» **Challenge 1**:
Reproduce verbatim the lines of the listing between the line holding "--target truck wheel" and the line holding "[[[610,222],[604,241],[622,247],[639,247],[639,220],[623,216]]]", inclusive.

» **Excerpted passage**:
[Begin]

A Python OATH implementation.

OATH is the Initiative for Open Authentication — not to be confused with OAuth, the Open Standard to Authorization, which is an entirely different paradigm.

Pyoath implements the HOTP Algorithm defined in RFC 4226, published in December of 2005, and the TOTP Algorithm defined in RFC 6238, published in May of 2011. It has been designed for both the client- and server-sides of two-factor authentication systems.

Requirements

  • Python >= 2.7, 3.4, 3.5, 3.6

Installation

For Users:

pip install pyoath

For Developers:

git clone git@github.com:markgollnick/pyoath.git
cd pyoath
python setup.py build install
# Alternatively...

[End]

» **Extracted information**:

[Begin]

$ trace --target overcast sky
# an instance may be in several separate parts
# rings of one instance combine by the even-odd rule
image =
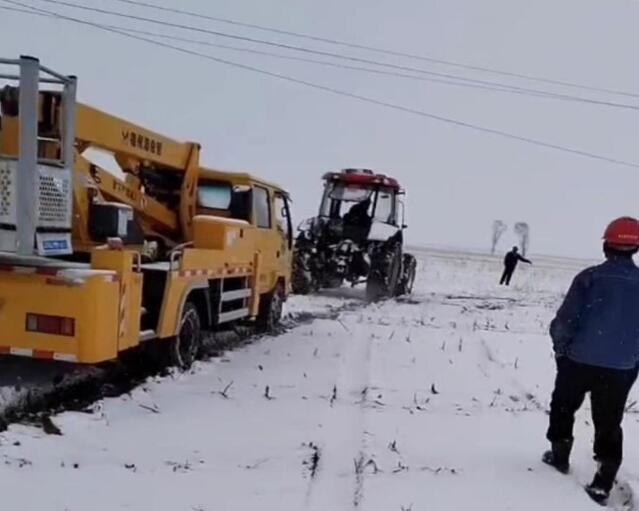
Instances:
[[[39,0],[21,1],[101,23],[254,47]],[[162,14],[114,0],[73,1],[395,65],[639,104],[639,97],[507,79]],[[639,2],[630,0],[147,1],[639,94]],[[639,110],[192,48],[436,115],[639,163]],[[249,170],[277,181],[294,197],[296,221],[315,213],[323,172],[357,166],[391,174],[406,188],[408,239],[415,244],[488,248],[492,222],[501,219],[511,226],[516,221],[530,224],[532,252],[592,257],[600,251],[609,219],[639,216],[639,169],[443,124],[95,28],[0,10],[0,53],[31,54],[56,70],[78,75],[81,101],[175,138],[202,143],[209,166]],[[510,241],[505,239],[502,248]]]

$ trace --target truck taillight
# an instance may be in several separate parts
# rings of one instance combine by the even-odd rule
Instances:
[[[75,335],[75,319],[27,313],[27,332],[73,337]]]

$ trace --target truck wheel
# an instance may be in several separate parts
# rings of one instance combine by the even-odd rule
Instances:
[[[270,293],[260,297],[260,310],[257,315],[257,327],[261,332],[273,332],[280,324],[284,309],[284,289],[277,284]]]
[[[413,292],[416,272],[417,259],[412,254],[404,254],[402,257],[402,276],[397,284],[397,296],[409,295]]]
[[[169,347],[169,363],[182,371],[190,369],[197,359],[202,342],[200,314],[193,302],[186,302],[178,334]]]
[[[304,267],[298,254],[293,258],[293,271],[291,272],[291,287],[296,295],[307,295],[313,289],[311,272]]]
[[[366,280],[366,299],[376,302],[395,295],[401,272],[402,248],[382,247],[371,256],[371,269]]]

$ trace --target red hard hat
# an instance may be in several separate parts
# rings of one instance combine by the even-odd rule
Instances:
[[[610,222],[604,241],[622,247],[639,247],[639,220],[623,216]]]

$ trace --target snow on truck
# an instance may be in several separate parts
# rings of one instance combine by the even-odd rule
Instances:
[[[408,294],[416,259],[403,249],[404,191],[396,179],[368,169],[324,175],[319,214],[298,228],[293,292],[366,282],[371,301]]]
[[[0,74],[0,353],[99,363],[155,342],[187,368],[203,331],[275,326],[290,286],[283,189],[76,103],[76,79],[37,59],[0,64],[13,70]]]

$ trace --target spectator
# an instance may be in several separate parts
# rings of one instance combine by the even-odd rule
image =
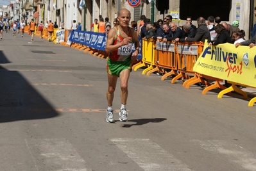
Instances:
[[[40,31],[40,38],[42,38],[42,31],[44,30],[44,24],[42,23],[42,21],[38,24],[38,31]]]
[[[146,39],[148,39],[150,38],[153,38],[154,36],[155,30],[152,28],[152,24],[148,24],[147,26],[146,26],[146,29],[147,29],[148,34],[146,36],[145,36],[143,38],[143,39],[146,40]]]
[[[107,36],[108,36],[108,31],[109,31],[109,30],[110,29],[111,29],[111,26],[110,25],[107,26],[106,31],[105,31],[105,33],[106,33]]]
[[[207,25],[208,29],[210,31],[210,40],[212,41],[214,40],[215,37],[217,36],[217,33],[215,31],[215,25],[214,25],[214,17],[213,16],[209,16],[207,18]]]
[[[94,23],[90,25],[92,31],[98,33],[99,32],[98,26],[99,24],[98,23],[98,19],[95,19]]]
[[[137,24],[137,34],[138,37],[140,35],[140,31],[141,31],[141,27],[144,26],[144,20],[146,19],[146,16],[144,15],[142,15],[141,16],[141,19],[138,20]]]
[[[153,39],[157,39],[157,37],[159,38],[159,39],[162,38],[162,35],[164,33],[164,30],[162,27],[161,27],[162,26],[160,26],[159,23],[156,22],[154,22],[154,24],[153,24],[153,28],[155,30],[155,34],[154,34],[154,37],[153,37]]]
[[[215,26],[219,24],[219,23],[221,23],[221,17],[215,17],[215,20],[214,20]]]
[[[231,38],[231,40],[234,43],[235,41],[233,39],[233,33],[235,31],[237,31],[238,30],[240,30],[240,29],[237,27],[233,26],[229,24],[227,24],[226,22],[224,22],[221,23],[222,25],[225,28],[225,29],[228,31],[229,33],[229,36]]]
[[[49,20],[48,32],[49,32],[49,42],[51,42],[51,35],[53,33],[53,23],[51,23],[51,20]]]
[[[233,38],[235,40],[234,43],[235,45],[237,43],[241,43],[245,41],[244,39],[245,32],[243,29],[239,30],[233,33]]]
[[[159,24],[159,26],[161,26],[161,25],[163,24],[164,21],[163,21],[162,19],[159,19],[159,20],[157,20],[157,22]]]
[[[182,28],[184,35],[181,38],[175,38],[175,42],[185,42],[185,37],[194,38],[196,35],[196,31],[192,28],[189,23],[185,24]]]
[[[209,43],[209,46],[212,44],[216,45],[220,44],[225,43],[232,43],[230,37],[229,36],[228,31],[225,29],[224,26],[221,24],[218,24],[215,27],[215,31],[217,34],[219,35],[217,37],[217,40],[216,41],[210,41]]]
[[[118,21],[116,19],[114,20],[113,25],[113,28],[118,25]]]
[[[143,38],[148,35],[149,33],[147,31],[147,29],[146,29],[146,26],[147,26],[148,24],[150,24],[150,20],[149,19],[144,19],[143,22],[144,22],[144,25],[143,25],[143,26],[141,27],[141,31],[140,31],[140,33],[141,33],[140,35],[141,35],[141,38]],[[138,28],[138,29],[139,29],[139,28]]]
[[[81,22],[78,22],[78,30],[81,30]]]
[[[99,29],[99,33],[105,33],[106,29],[106,23],[104,22],[103,18],[99,19],[99,22],[98,25],[98,28]]]
[[[254,7],[253,13],[254,13],[254,16],[256,17],[256,6]],[[251,33],[251,37],[254,37],[254,36],[255,35],[255,33],[256,33],[256,22],[255,22],[255,24],[254,24],[253,28],[252,29],[252,33]]]
[[[197,19],[198,28],[196,29],[196,35],[194,37],[185,37],[186,42],[203,42],[207,39],[210,41],[210,31],[206,26],[205,19],[203,17],[199,17]]]
[[[238,20],[233,21],[232,26],[235,26],[235,27],[239,27],[239,22]]]
[[[170,26],[171,23],[173,21],[173,17],[171,17],[171,15],[168,15],[166,17],[166,23],[168,24],[168,26]]]
[[[55,21],[55,24],[53,25],[53,28],[58,28],[58,26],[57,24],[56,21]]]
[[[106,28],[107,28],[107,26],[108,26],[108,25],[110,25],[110,27],[111,27],[111,24],[110,24],[110,22],[109,22],[109,19],[108,19],[108,17],[106,17],[106,18],[105,18],[105,23],[106,23]]]
[[[251,38],[248,40],[240,43],[236,43],[235,45],[235,47],[237,47],[239,45],[248,45],[250,47],[253,47],[255,46],[255,44],[256,44],[256,35],[253,38]]]
[[[49,26],[49,22],[46,21],[46,24],[44,25],[44,26],[46,27],[46,28],[48,28],[48,26]]]
[[[76,24],[76,20],[73,20],[73,23],[71,25],[71,30],[73,31],[78,29],[78,24]]]
[[[65,29],[65,24],[64,20],[62,21],[62,25],[60,26],[60,27],[61,29]]]
[[[35,32],[35,23],[34,22],[34,19],[32,19],[31,20],[31,22],[30,22],[30,26],[28,28],[28,30],[30,31],[31,32],[31,41],[33,42],[34,41],[34,32]]]
[[[133,28],[137,31],[137,22],[135,20],[131,21],[131,28]]]

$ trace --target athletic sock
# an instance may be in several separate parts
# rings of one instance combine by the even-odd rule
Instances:
[[[121,109],[126,109],[126,104],[123,104],[123,103],[121,103]]]
[[[107,110],[108,110],[108,111],[111,111],[111,110],[113,110],[113,108],[112,108],[112,106],[108,106],[108,109],[107,109]]]

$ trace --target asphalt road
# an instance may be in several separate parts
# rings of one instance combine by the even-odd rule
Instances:
[[[128,122],[107,123],[106,60],[34,40],[0,40],[0,170],[256,170],[250,99],[139,69]],[[118,86],[113,106],[118,120]]]

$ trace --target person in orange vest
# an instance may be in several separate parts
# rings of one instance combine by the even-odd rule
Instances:
[[[99,29],[99,33],[105,33],[105,26],[106,23],[104,22],[103,18],[100,18],[99,24],[98,25],[98,28]]]
[[[49,32],[49,42],[51,42],[51,35],[53,33],[53,24],[51,22],[51,20],[49,20],[48,32]]]
[[[34,32],[35,32],[35,22],[34,22],[34,19],[32,19],[31,20],[31,22],[30,22],[30,27],[28,28],[28,30],[31,32],[31,41],[33,42],[34,41]]]

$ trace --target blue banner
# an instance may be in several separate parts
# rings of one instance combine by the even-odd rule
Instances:
[[[140,41],[140,53],[138,54],[138,60],[142,58],[142,54],[141,54],[141,45],[142,45],[142,38],[139,37]],[[81,30],[73,30],[70,32],[69,39],[72,42],[85,45],[86,46],[105,51],[107,42],[106,34],[95,33],[92,31],[81,31]],[[132,47],[132,53],[135,50],[134,44]]]

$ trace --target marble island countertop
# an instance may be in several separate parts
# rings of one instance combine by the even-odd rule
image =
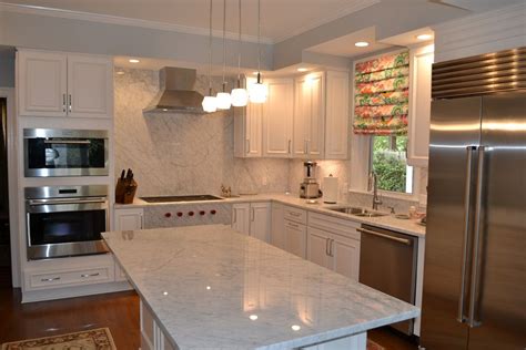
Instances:
[[[104,240],[180,349],[289,349],[415,318],[419,309],[224,225]]]
[[[202,204],[202,203],[216,203],[218,200],[200,200],[200,202],[185,202],[185,203],[146,203],[140,198],[135,198],[133,204],[115,204],[115,208],[130,208],[130,207],[148,207],[148,206],[166,206],[176,204]],[[323,198],[320,198],[315,204],[307,204],[307,200],[300,198],[293,194],[260,194],[260,195],[243,195],[239,197],[230,197],[220,200],[221,203],[246,203],[246,202],[277,202],[285,205],[299,207],[302,209],[322,213],[334,217],[345,218],[348,220],[371,224],[386,229],[397,230],[403,234],[408,234],[417,237],[425,237],[425,227],[419,225],[416,219],[399,219],[393,215],[385,215],[380,217],[358,217],[351,214],[344,214],[331,210],[331,207],[347,206],[346,203],[337,204],[324,204]]]

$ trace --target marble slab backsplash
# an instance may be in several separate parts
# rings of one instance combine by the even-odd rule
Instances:
[[[148,114],[142,110],[159,91],[159,72],[115,71],[115,177],[132,168],[138,196],[220,194],[287,189],[287,159],[241,159],[233,156],[233,111],[212,114]],[[196,90],[208,80],[198,75]],[[214,80],[214,90],[220,80]]]

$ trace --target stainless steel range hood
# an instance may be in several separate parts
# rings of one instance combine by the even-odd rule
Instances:
[[[195,91],[196,70],[165,66],[159,72],[161,91],[144,113],[204,113],[203,95]]]

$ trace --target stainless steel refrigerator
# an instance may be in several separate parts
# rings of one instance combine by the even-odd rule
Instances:
[[[526,49],[433,66],[421,347],[526,349]]]

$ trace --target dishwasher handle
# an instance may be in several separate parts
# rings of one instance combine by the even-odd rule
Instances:
[[[382,237],[382,238],[385,238],[385,239],[391,239],[391,240],[404,244],[406,246],[411,246],[413,244],[413,241],[411,239],[390,236],[390,235],[381,234],[381,233],[377,233],[377,231],[374,231],[374,230],[371,230],[371,229],[356,228],[356,230],[361,231],[362,234],[367,234],[367,235]]]

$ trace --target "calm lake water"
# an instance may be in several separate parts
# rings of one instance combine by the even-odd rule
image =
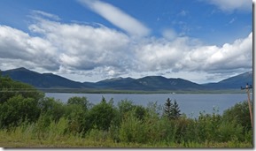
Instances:
[[[213,113],[213,108],[222,114],[223,110],[232,107],[237,102],[247,101],[246,94],[63,94],[46,93],[47,97],[54,97],[66,102],[68,98],[73,96],[85,96],[89,102],[97,104],[104,96],[107,101],[113,98],[114,105],[121,100],[129,100],[136,105],[146,107],[149,102],[157,102],[158,105],[164,105],[166,100],[170,98],[176,100],[182,113],[185,113],[189,117],[196,117],[199,112]],[[252,94],[251,94],[252,100]]]

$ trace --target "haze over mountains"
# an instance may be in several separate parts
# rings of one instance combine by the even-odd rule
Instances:
[[[205,90],[239,89],[246,83],[252,85],[252,72],[230,77],[216,83],[197,84],[182,79],[147,76],[140,79],[116,78],[98,82],[77,82],[52,73],[38,73],[26,68],[2,71],[2,75],[30,84],[38,88],[87,88],[115,90]]]

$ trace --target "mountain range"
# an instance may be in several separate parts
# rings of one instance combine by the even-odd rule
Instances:
[[[252,71],[230,77],[216,83],[197,84],[182,79],[167,79],[162,76],[147,76],[140,79],[115,78],[98,82],[78,82],[53,73],[39,73],[26,68],[1,71],[1,74],[14,80],[30,84],[37,88],[80,88],[112,90],[217,90],[239,89],[246,83],[252,85]]]

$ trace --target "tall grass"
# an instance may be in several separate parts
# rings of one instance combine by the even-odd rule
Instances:
[[[136,108],[135,108],[136,109]],[[4,147],[252,147],[252,132],[228,122],[214,112],[198,118],[161,117],[151,106],[143,117],[136,109],[127,110],[112,120],[108,129],[97,125],[86,131],[74,131],[75,118],[62,116],[56,120],[42,114],[36,122],[0,129]],[[84,117],[86,117],[86,116]],[[81,119],[79,119],[81,120]],[[82,121],[82,120],[81,120]],[[76,126],[83,126],[89,123]],[[79,128],[79,127],[78,127]],[[81,128],[79,128],[81,129]]]

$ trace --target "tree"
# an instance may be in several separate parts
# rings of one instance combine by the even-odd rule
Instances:
[[[181,117],[180,107],[175,100],[175,103],[173,104],[173,108],[171,110],[171,116],[173,119],[177,119]]]
[[[174,102],[173,103],[172,100],[168,98],[165,103],[164,116],[168,119],[177,119],[181,116],[179,104],[175,100]]]
[[[37,103],[34,98],[24,98],[21,94],[8,99],[0,104],[0,126],[9,128],[24,121],[36,121],[40,115]]]
[[[225,121],[235,121],[237,125],[241,125],[244,131],[252,130],[248,102],[246,101],[236,103],[233,107],[224,110],[222,117]]]
[[[68,105],[76,104],[76,105],[81,106],[81,108],[84,110],[87,110],[89,106],[89,101],[84,96],[82,96],[82,97],[78,97],[78,96],[71,97],[71,98],[68,99],[67,104]]]
[[[38,103],[41,114],[58,121],[65,115],[65,104],[59,100],[45,97]]]
[[[117,110],[113,107],[112,100],[106,102],[103,97],[100,103],[93,106],[88,112],[85,130],[96,126],[99,130],[108,130],[112,121],[117,117]]]

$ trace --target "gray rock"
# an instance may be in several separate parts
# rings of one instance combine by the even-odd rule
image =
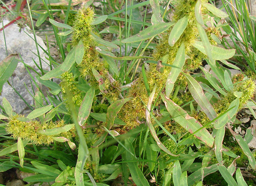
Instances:
[[[25,184],[20,180],[14,180],[6,183],[6,186],[23,186]]]
[[[9,22],[8,21],[4,20],[4,25]],[[2,24],[0,25],[1,27]],[[40,73],[40,71],[37,68],[33,60],[33,59],[38,66],[40,66],[39,59],[37,56],[37,51],[33,40],[34,35],[31,33],[30,28],[26,27],[21,28],[17,24],[12,24],[4,29],[4,35],[8,54],[19,53],[25,64]],[[3,32],[0,33],[0,61],[2,61],[7,56]],[[36,39],[39,45],[47,50],[43,40],[38,36],[37,36]],[[46,54],[39,46],[38,48],[42,59],[43,68],[45,70],[49,70],[49,66],[44,61],[47,61],[44,57]],[[31,70],[30,72],[36,81],[38,83],[35,78],[36,74]],[[33,99],[27,90],[24,83],[33,94],[30,84],[31,79],[29,74],[21,62],[19,63],[12,76],[9,79],[12,86],[30,105],[33,104]],[[32,80],[31,81],[33,82]],[[34,90],[36,91],[36,87],[33,82],[32,84]],[[40,88],[41,88],[40,84],[39,85]],[[27,110],[27,105],[7,83],[4,85],[1,94],[0,95],[1,104],[4,97],[6,98],[10,102],[14,111],[18,113],[25,113],[26,112],[26,110]]]

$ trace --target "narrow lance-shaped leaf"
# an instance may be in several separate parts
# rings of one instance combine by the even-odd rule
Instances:
[[[125,146],[133,153],[135,154],[132,144],[128,139],[124,140]],[[144,176],[141,171],[137,164],[137,159],[128,151],[126,151],[126,158],[129,162],[127,163],[132,180],[137,185],[149,186],[148,180]]]
[[[20,164],[21,167],[23,167],[24,163],[24,156],[25,156],[25,149],[22,140],[20,137],[18,138],[18,152],[20,157]]]
[[[11,54],[0,62],[0,93],[3,86],[14,71],[19,63],[14,57],[17,55]]]
[[[106,128],[108,130],[110,130],[112,127],[114,123],[115,119],[116,117],[117,114],[120,111],[123,105],[130,99],[130,98],[125,98],[117,100],[108,107],[106,116]],[[95,147],[102,143],[105,140],[105,138],[108,133],[107,132],[104,132],[99,139],[92,146]]]
[[[179,39],[187,25],[188,16],[185,15],[177,21],[173,26],[168,39],[169,45],[173,47]]]
[[[154,37],[158,34],[161,34],[166,31],[174,24],[173,22],[161,23],[158,24],[148,27],[144,30],[140,32],[138,34],[127,38],[122,41],[122,43],[135,43],[145,40],[152,37]]]
[[[215,16],[219,17],[225,18],[229,17],[229,15],[223,12],[216,8],[211,4],[204,3],[203,5]]]
[[[218,162],[221,165],[222,162],[222,142],[225,135],[225,127],[223,126],[217,130],[214,139],[214,146],[215,155]]]
[[[81,39],[80,40],[78,44],[75,48],[75,58],[76,62],[78,65],[79,65],[82,62],[85,53],[85,47],[84,47],[82,39]]]
[[[197,103],[211,120],[215,119],[217,117],[216,112],[206,98],[199,83],[190,75],[185,73],[183,74],[188,80],[189,92]]]
[[[86,92],[84,98],[77,116],[77,120],[80,126],[84,124],[89,116],[95,93],[94,89],[91,87]]]
[[[74,124],[68,124],[61,127],[56,127],[53,128],[41,130],[38,131],[40,134],[46,136],[58,135],[63,132],[67,132],[71,130],[75,126]]]
[[[178,68],[171,68],[166,80],[165,91],[167,97],[169,97],[173,89],[174,83],[177,80],[185,64],[185,47],[184,43],[183,43],[179,49],[173,64],[173,65]]]
[[[3,106],[7,115],[10,117],[12,115],[12,108],[9,102],[5,97],[3,98]]]
[[[202,26],[197,21],[196,22],[199,35],[205,50],[205,53],[209,59],[209,62],[212,65],[215,66],[215,61],[213,60],[213,55],[212,54],[211,49],[210,47],[211,45],[208,39],[208,37],[206,35],[205,31]]]
[[[148,126],[149,128],[149,130],[150,131],[150,133],[151,133],[151,135],[155,140],[156,142],[156,143],[160,149],[163,151],[164,151],[168,154],[169,154],[173,156],[177,156],[178,155],[176,155],[171,153],[170,152],[167,148],[160,141],[160,140],[157,136],[156,134],[156,133],[155,132],[155,129],[154,128],[154,126],[151,123],[151,119],[150,118],[150,114],[149,113],[149,110],[151,110],[151,106],[152,105],[152,102],[153,101],[153,99],[154,98],[154,96],[155,95],[155,89],[156,87],[156,86],[155,86],[154,89],[150,95],[149,96],[149,99],[148,100],[148,105],[147,106],[147,107],[148,109],[146,110],[146,113],[145,114],[146,117],[146,121],[147,122],[147,124],[148,125]]]
[[[41,116],[48,112],[52,107],[52,105],[47,105],[43,107],[36,109],[31,112],[27,117],[30,119],[33,119]]]
[[[192,133],[202,127],[198,121],[189,116],[187,112],[166,96],[163,93],[160,95],[171,117],[187,130]],[[211,147],[213,146],[214,139],[205,128],[202,129],[194,135],[209,146]]]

[End]

» **Challenge 2**:
Answer these questions about the pyoath passage:
(a) Which RFC defines the HOTP Algorithm?
(b) In what month and year was the RFC for the TOTP Algorithm published?
(c) What command does the passage give for users to install the package?

» **Task result 1**:
$ trace --target truck wheel
# an instance may be in several separate parts
# rings of one instance combine by the even-odd rule
Instances:
[[[270,293],[260,297],[260,310],[257,315],[257,327],[261,332],[273,332],[280,324],[284,309],[284,289],[277,284]]]
[[[413,292],[416,272],[417,259],[412,254],[404,254],[402,257],[402,276],[397,284],[397,296],[409,295]]]
[[[169,347],[169,363],[182,371],[190,369],[197,359],[202,342],[200,314],[193,302],[186,302],[178,334]]]
[[[304,267],[298,254],[293,258],[293,271],[291,272],[291,287],[296,295],[307,295],[313,289],[311,272]]]
[[[366,280],[366,299],[376,302],[395,295],[401,272],[402,248],[382,247],[371,256],[371,269]]]

$ trace --target red hard hat
# an instance may be in several separate parts
# rings of one instance combine by the even-odd rule
Instances:
[[[610,222],[604,241],[622,247],[639,247],[639,220],[623,216]]]

» **Task result 2**:
(a) RFC 4226
(b) May of 2011
(c) pip install pyoath